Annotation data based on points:
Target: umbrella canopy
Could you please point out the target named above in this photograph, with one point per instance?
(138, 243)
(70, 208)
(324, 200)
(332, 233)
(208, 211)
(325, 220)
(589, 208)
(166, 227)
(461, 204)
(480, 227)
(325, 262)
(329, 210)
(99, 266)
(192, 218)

What is needed: Turn every line of the listing above into a numbered list, leaving out any blank lines.

Worked answer:
1. Target: umbrella canopy
2. Could you please point out the target named above in this photograph, with one point per instance?
3. (138, 243)
4. (70, 208)
5. (324, 200)
6. (332, 233)
7. (208, 211)
8. (325, 220)
9. (589, 208)
10. (166, 227)
11. (461, 204)
12. (480, 227)
13. (325, 262)
14. (329, 210)
15. (99, 266)
16. (192, 218)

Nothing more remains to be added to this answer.